_Extract:_
Justice Breyer suggested that the term “cocaine base” could be defined as “cocaine in the chemical form of a base after it has been processed beyond the stage of coca paste.”  Saharsky objected that DEA chemists could identify the chemicals present in a substance but would not “start making guesses about how it was processed.”  Justice Kagan replied that the Court could simply say that, to be “cocaine base” a substance “needs the right chemical definition, and it’s… rock-like, crystalline, whatever you want to call it.”  Saharsky warned that to do so would be “basically giving a… roadmap” to drug traffickers who wanted to avoid elevated sentences.  Justice Scalia suggested that her first objection should be that “there is no way to get [Justice Breyer’s proposed definition] out of these words, no way, absolutely no way.”  Saharsky agreed.

Justice Kagan returned to the relationship between the statutory categories, suggesting that reading the terms “cocaine” and “cocaine base” to have identical meanings even though they appear in separate provisions would be “like saying apples, oranges, and bananas cost one dollar; aforesaid apples cost three dollars.  That’s a strange way to write a statute.”  Saharsky replied that Congress had written it just that way.  Justice Scalia suggested that it is “relatively common statutory drafting to include something in an earlier section which is also included in a later section that imposes a higher penalty.”  He offered the example of murder, the subset of more severely punished homicides.

_Data lines:_
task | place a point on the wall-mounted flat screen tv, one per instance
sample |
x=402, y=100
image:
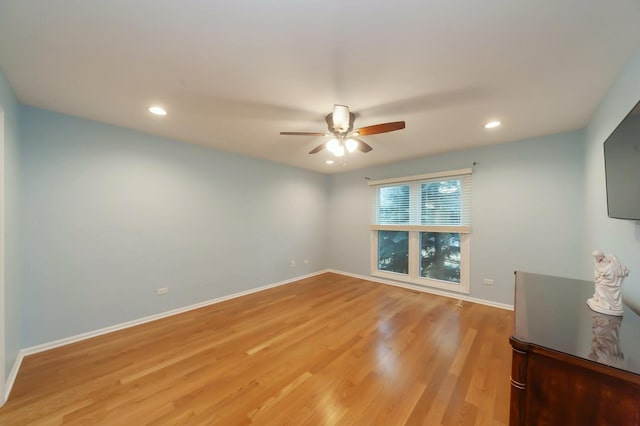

_Exercise set:_
a) Name every justice mentioned in the argument summary.
b) Return the argument summary word for word, everything from "Justice Kagan returned" down to "severely punished homicides.".
c) Resume the argument summary after its final sentence.

_Outputs:_
a)
Justice Breyer
Justice Kagan
Justice Scalia

b)
Justice Kagan returned to the relationship between the statutory categories, suggesting that reading the terms “cocaine” and “cocaine base” to have identical meanings even though they appear in separate provisions would be “like saying apples, oranges, and bananas cost one dollar; aforesaid apples cost three dollars.  That’s a strange way to write a statute.”  Saharsky replied that Congress had written it just that way.  Justice Scalia suggested that it is “relatively common statutory drafting to include something in an earlier section which is also included in a later section that imposes a higher penalty.”  He offered the example of murder, the subset of more severely punished homicides.

c)
Justices Ginsburg and Breyer returned to the problems of reading “cocaine base” to include coca paste.  Saharsky emphasized that coca paste is smokeable, and argued that Congress had been concerned with smokeable cocaine.  She further emphasized that the circuits that have confronted ambiguous substances—“a brown, soft, mushy wet substance” in one case, “a wet gooey, cream-colored substance” in another—that contain chemically basic cocaine have seen the virtue in the government’s reading of the statute.  Justice Alito asked whether coca paste couldn’t be distinguished from these substances on the basis of characteristic impurities.  Saharsky replied that to do so would require more advanced chemistry than that usually performed by DEA chemists.

In his rebuttal, Pincus accepted Justice Breyer’s proposed definition of cocaine base, argued that coca paste did not have the potency of crack or freebase, and suggested to Justice Scalia that his analogy to homicide and murder was flawed in that (on the government’s reading) “cocaine base” was identical to “cocaine” and not a subset of it.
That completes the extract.